_Problem to work on_: Carry on the passage about the Ambrose Channel pilot cable below, writing on from its final sentence.

_Passage to read_:

# # # #

The cable was well received. Even before the New London tests, the Washington Post called it "the greatest development in marine travel since the invention of the steam turbine" and the Los Angeles Times declared the technology to be "one of the greatest peacetime gifts that science has devised." Once operational, the latter newspaper called it "the greatest safeguard devised for shipping in modern history". According to a 1921 trade magazine, leader cables had five functions: "to enable a ship to make a good landfall in thick weather, to lead a ship up the harbor, to lead a ship from open water through a restricted channel to open water on the far side, to give warning of outlying dangers, and to assist a vessel to keep a straight course from port to port and thus save fuel."
In 1922, the publication Radio World stated that the cable's first two years of operation had been successful. Also in 1922, Radio Broadcast boasted about the money saved by the cable as well as the ease of using it. The cable itself was paid for using public funds, but it was the responsibility of ship owners to outfit their vessels with receiving equipment. Installation of the cable cost roughly $50,000 and the listening apparatus installed on each ship using the channel cost $1,200, compared with hourly costs of delays that ranged from $500 to $4,000. Radio Broadcast expressed the belief that navigation cables would become common for both ships and aircraft: "...there is a future for the audio cable... Its fullest usefulness at American ports and elsewhere waits, however, on that large appreciation of radio devices for sea as well as air navigation which pilots, both on the sea and in the air, expect, but do not as yet demand."

== Obsolescence and legacy ==
Despite the media hype, it appears that the Ambrose Channel pilot cable never met with large scale commercial success. Initially, some contemporaries of the cable proposed that it be extended several miles past the Ambrose light. Such plans never came to fruition, as advances in technology rendered the pilot cable obsolete. By 1929 the Baltimore Sun reported ships navigating the Channel blindly without making any reference to the cable. In that year, Marriott publicly complained that navigation cables still had unrealized potential for guiding ships.

# # # #

_Available data_:
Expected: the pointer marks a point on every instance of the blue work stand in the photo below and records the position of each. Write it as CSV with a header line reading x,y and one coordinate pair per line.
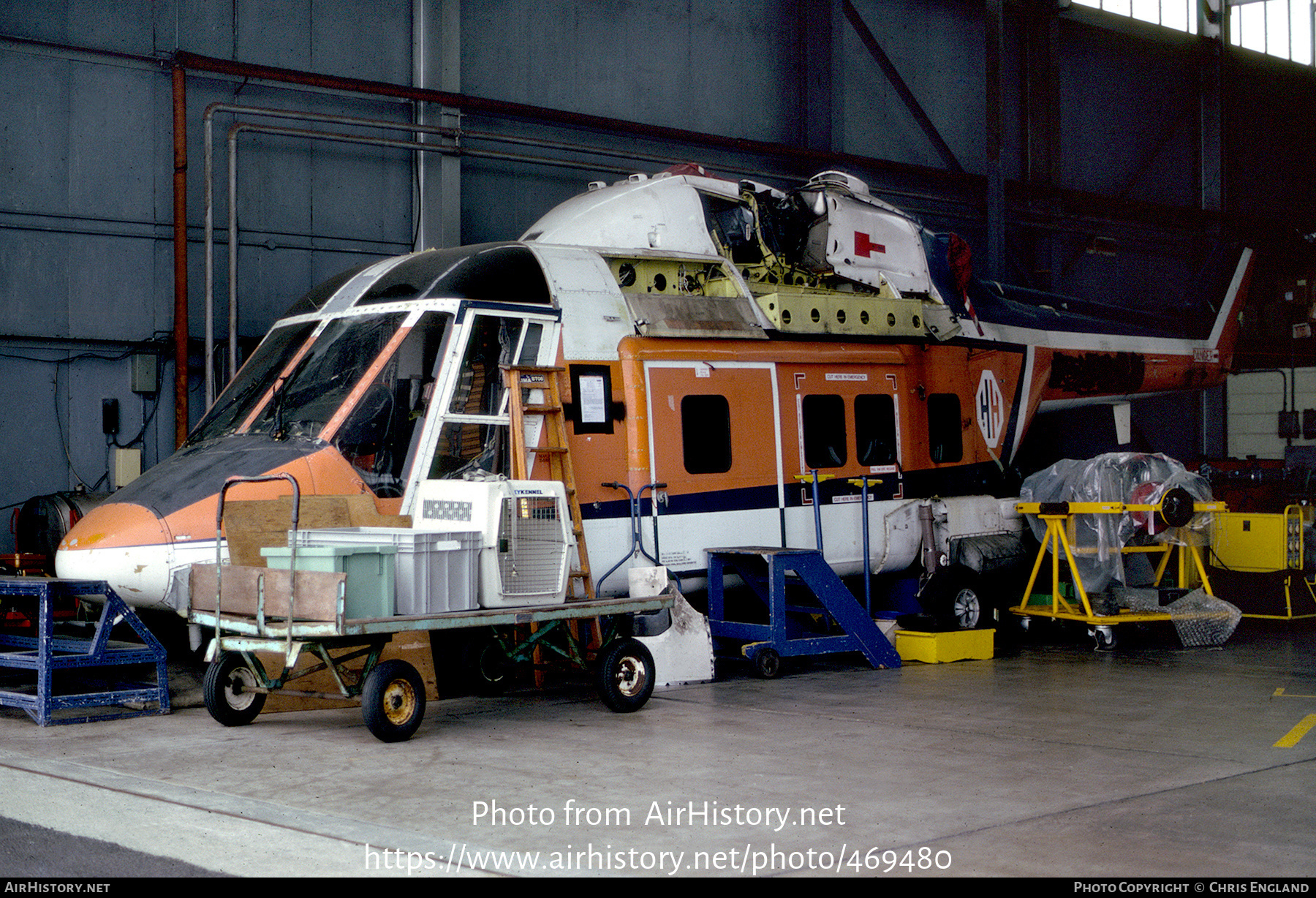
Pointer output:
x,y
763,569
94,657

# # # #

_Reply_:
Leader cable systems appear to have been made obsolete by the refinement of radio direction finding and the placement of radio beacons (low-power radio transmitters) at strategic locations. Those beacons are analogous to lighthouses, but can be "seen" in all weather, and are used for navigation in the same way as regular lighthouses. The first successful application of these radio beacons as "radio fog signals" were three stations installed near New York in 1921. In 1924, there were eleven stations in operation in the United States and nearly three hundred ships suitably equipped. By 1930, an article in the Journal of the Royal Society of Arts declared that "wireless aids and echo sounding have superseded [the leader cable]". Today, more modern navigation tools such as radar, GPS, and lighted buoys help ships navigate Ambrose Channel.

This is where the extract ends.